● ASSIGNED TASK
This exercise asks for a copy of each line in the records below with the word "person" in it.

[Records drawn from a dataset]
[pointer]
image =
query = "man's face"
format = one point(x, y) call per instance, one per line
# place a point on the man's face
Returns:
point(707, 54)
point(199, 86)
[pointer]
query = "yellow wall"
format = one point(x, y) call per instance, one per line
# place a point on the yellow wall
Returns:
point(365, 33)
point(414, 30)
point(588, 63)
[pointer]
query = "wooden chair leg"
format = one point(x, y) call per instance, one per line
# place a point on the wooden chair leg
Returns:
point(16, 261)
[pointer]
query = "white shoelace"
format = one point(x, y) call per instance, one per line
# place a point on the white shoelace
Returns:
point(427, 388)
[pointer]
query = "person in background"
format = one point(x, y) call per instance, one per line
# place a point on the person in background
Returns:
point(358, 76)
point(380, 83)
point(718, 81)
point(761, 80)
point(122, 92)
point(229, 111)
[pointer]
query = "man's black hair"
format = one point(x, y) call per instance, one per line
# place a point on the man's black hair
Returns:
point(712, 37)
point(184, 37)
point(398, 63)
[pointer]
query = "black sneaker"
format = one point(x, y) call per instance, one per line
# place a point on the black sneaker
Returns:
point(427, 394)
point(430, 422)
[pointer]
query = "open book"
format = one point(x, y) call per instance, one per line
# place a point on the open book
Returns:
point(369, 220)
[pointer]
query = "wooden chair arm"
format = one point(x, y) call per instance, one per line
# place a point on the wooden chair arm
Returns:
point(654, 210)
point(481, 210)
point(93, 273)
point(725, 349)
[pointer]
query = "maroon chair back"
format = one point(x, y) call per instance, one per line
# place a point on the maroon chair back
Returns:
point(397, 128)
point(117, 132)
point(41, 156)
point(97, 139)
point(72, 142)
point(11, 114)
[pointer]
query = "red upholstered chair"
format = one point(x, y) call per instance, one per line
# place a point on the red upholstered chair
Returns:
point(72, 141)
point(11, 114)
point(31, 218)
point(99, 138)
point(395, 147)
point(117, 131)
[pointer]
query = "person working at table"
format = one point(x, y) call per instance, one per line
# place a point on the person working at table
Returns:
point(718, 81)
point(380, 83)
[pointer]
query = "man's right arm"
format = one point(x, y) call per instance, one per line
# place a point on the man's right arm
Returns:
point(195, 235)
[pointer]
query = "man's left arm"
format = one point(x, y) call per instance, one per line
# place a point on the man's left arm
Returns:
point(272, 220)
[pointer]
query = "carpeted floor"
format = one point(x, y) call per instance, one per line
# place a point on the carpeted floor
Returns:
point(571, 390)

● SOLUTION TO THIS PROBLEM
query = "person in background"
# place a point on the person in background
query = "person working at table"
# place a point on the person working at table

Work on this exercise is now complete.